Show each line of the entries below that contains the string "background", copying it in full. Uppercase and lowercase letters count as different.

* MATERIAL PROVIDED

================================

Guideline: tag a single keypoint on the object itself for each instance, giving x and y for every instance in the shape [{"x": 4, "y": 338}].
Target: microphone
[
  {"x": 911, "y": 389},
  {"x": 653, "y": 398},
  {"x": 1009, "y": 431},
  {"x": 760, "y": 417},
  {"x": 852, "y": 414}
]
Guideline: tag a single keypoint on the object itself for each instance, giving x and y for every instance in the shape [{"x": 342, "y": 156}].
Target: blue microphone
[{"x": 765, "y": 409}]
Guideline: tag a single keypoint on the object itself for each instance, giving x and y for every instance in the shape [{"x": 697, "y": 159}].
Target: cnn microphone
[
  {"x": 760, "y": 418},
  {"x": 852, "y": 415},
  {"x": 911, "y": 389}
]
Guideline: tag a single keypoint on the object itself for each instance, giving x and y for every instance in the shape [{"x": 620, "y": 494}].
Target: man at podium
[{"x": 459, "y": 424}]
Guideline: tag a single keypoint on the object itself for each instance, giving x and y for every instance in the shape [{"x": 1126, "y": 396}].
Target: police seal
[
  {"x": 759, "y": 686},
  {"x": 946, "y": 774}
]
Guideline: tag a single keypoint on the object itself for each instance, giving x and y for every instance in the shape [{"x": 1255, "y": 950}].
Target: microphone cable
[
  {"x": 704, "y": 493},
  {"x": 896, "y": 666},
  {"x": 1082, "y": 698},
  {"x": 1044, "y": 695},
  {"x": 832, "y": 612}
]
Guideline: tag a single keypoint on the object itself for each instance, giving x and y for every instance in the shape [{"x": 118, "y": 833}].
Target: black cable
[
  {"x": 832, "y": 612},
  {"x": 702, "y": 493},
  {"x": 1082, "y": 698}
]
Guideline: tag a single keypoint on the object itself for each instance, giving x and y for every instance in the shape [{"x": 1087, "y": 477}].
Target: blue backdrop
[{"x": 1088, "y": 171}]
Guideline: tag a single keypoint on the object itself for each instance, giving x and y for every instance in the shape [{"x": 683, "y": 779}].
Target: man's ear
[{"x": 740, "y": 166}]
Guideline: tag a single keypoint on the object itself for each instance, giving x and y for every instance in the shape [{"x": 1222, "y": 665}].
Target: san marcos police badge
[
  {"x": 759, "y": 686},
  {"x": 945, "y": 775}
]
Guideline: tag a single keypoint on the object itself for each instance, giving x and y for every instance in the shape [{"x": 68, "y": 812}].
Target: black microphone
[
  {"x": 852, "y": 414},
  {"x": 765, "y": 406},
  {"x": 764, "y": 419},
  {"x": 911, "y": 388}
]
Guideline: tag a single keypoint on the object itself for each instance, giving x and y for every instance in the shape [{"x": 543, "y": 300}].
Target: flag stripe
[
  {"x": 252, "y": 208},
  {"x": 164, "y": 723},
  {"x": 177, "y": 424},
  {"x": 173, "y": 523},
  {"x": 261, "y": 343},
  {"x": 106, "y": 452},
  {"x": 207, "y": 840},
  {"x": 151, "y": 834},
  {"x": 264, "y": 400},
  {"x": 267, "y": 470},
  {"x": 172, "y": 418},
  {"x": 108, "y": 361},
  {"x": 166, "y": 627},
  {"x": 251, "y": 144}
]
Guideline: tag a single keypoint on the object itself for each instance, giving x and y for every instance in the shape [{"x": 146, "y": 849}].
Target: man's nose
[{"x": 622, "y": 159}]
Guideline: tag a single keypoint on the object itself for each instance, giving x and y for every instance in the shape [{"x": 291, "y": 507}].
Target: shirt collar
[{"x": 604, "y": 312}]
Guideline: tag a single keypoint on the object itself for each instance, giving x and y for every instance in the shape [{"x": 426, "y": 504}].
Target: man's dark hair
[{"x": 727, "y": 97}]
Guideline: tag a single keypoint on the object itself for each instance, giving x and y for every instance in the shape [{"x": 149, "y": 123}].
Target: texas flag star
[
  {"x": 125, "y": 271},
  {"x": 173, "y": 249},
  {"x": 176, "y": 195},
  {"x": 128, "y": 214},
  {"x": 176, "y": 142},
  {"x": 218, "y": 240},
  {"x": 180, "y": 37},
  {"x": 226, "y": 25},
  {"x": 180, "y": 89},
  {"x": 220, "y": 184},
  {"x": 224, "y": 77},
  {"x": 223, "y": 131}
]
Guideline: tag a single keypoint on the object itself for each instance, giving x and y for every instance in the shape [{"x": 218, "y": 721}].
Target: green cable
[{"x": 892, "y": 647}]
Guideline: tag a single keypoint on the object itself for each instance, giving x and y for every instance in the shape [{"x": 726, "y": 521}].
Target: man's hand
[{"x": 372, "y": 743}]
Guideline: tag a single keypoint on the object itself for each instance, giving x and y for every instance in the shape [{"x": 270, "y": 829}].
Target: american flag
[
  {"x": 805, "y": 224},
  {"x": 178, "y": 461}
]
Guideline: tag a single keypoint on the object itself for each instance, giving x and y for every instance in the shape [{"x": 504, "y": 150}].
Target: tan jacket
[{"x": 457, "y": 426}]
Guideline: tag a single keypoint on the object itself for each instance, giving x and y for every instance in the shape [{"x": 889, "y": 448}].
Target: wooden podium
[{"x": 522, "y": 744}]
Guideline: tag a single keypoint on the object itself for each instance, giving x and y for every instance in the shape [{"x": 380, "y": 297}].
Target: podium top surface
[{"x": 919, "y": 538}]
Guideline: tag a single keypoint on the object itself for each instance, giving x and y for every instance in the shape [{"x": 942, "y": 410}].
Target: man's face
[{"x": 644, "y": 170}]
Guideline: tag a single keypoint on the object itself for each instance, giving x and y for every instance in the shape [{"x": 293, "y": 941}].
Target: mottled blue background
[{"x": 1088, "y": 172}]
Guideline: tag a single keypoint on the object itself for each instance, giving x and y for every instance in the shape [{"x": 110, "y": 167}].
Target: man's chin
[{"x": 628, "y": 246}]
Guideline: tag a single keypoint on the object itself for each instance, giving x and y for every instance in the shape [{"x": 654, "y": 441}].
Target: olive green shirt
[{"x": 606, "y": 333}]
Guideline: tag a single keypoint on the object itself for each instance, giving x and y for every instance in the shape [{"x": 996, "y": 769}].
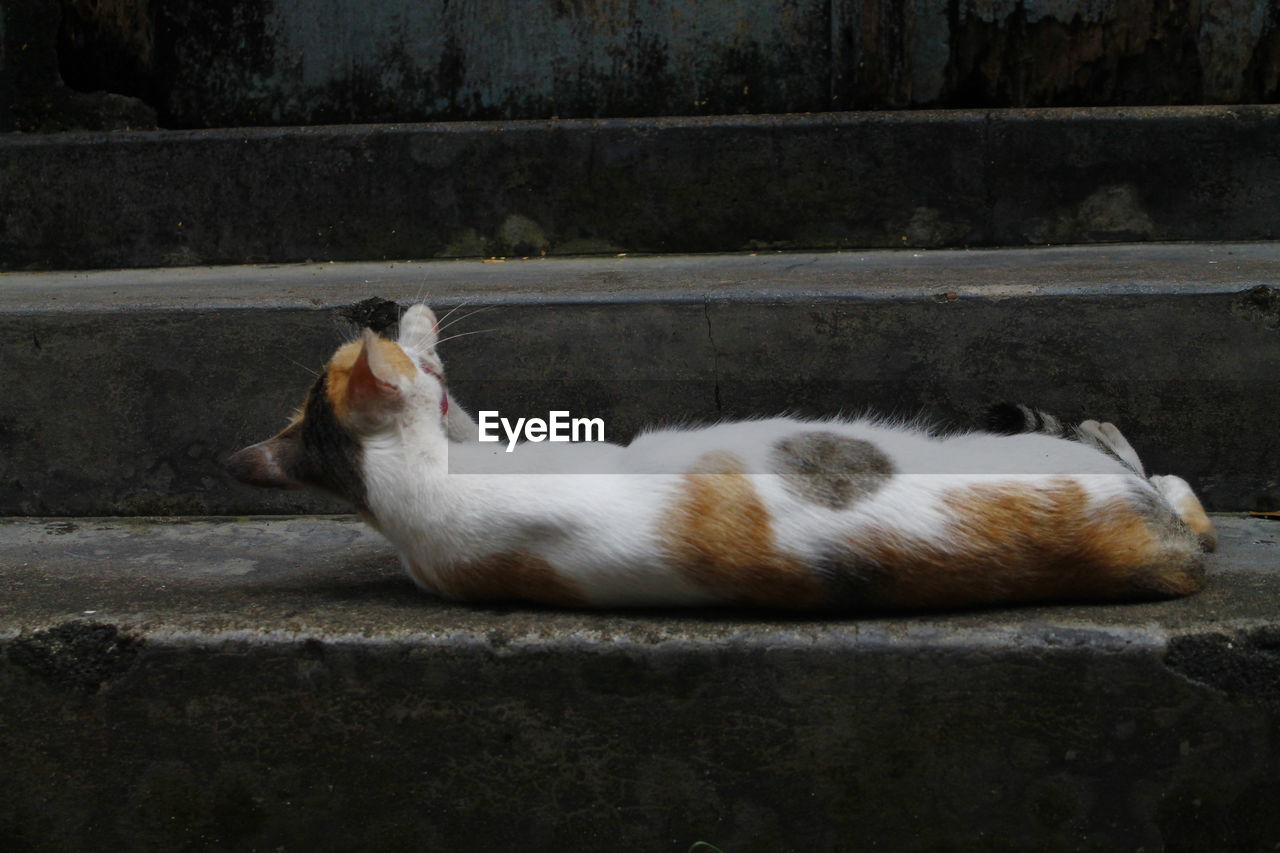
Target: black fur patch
[
  {"x": 850, "y": 580},
  {"x": 328, "y": 456},
  {"x": 1010, "y": 419}
]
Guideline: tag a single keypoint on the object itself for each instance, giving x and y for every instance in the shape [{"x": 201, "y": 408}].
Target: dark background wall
[{"x": 188, "y": 63}]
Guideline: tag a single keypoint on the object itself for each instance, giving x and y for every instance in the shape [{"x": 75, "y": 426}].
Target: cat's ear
[
  {"x": 419, "y": 327},
  {"x": 265, "y": 464},
  {"x": 376, "y": 375}
]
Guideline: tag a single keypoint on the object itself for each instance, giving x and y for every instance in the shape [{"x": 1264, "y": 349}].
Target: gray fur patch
[
  {"x": 850, "y": 580},
  {"x": 828, "y": 469}
]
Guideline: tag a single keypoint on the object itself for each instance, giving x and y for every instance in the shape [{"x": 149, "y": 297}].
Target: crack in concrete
[{"x": 711, "y": 338}]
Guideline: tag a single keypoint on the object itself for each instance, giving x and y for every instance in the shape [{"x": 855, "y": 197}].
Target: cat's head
[{"x": 369, "y": 389}]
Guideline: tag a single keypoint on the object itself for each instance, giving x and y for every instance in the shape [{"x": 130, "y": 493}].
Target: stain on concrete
[
  {"x": 1258, "y": 304},
  {"x": 521, "y": 236},
  {"x": 374, "y": 313},
  {"x": 1112, "y": 213},
  {"x": 76, "y": 656},
  {"x": 1246, "y": 664}
]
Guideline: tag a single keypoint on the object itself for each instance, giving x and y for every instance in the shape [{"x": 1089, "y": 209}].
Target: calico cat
[{"x": 780, "y": 512}]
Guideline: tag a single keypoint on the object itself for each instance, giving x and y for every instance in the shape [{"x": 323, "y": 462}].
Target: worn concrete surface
[
  {"x": 277, "y": 684},
  {"x": 301, "y": 62},
  {"x": 124, "y": 389},
  {"x": 455, "y": 190}
]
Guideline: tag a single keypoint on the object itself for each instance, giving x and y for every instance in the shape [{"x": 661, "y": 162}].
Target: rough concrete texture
[
  {"x": 33, "y": 96},
  {"x": 126, "y": 389},
  {"x": 278, "y": 684},
  {"x": 831, "y": 181},
  {"x": 300, "y": 62}
]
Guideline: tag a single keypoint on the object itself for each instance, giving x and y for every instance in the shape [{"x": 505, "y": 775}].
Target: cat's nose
[{"x": 260, "y": 465}]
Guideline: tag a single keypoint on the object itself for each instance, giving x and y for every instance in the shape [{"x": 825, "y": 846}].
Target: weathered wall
[{"x": 300, "y": 62}]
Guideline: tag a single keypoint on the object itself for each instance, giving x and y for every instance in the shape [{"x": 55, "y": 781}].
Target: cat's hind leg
[{"x": 1188, "y": 507}]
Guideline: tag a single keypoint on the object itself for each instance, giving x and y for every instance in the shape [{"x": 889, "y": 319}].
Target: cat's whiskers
[
  {"x": 462, "y": 334},
  {"x": 314, "y": 373},
  {"x": 465, "y": 316}
]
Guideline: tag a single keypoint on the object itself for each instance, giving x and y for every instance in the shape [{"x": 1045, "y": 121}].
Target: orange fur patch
[
  {"x": 508, "y": 576},
  {"x": 720, "y": 536},
  {"x": 1022, "y": 543},
  {"x": 346, "y": 360}
]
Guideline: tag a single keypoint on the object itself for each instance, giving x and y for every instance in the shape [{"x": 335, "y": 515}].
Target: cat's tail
[{"x": 1010, "y": 419}]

================================

* FINAL RESULT
Target: mottled blue background
Target: dark background wall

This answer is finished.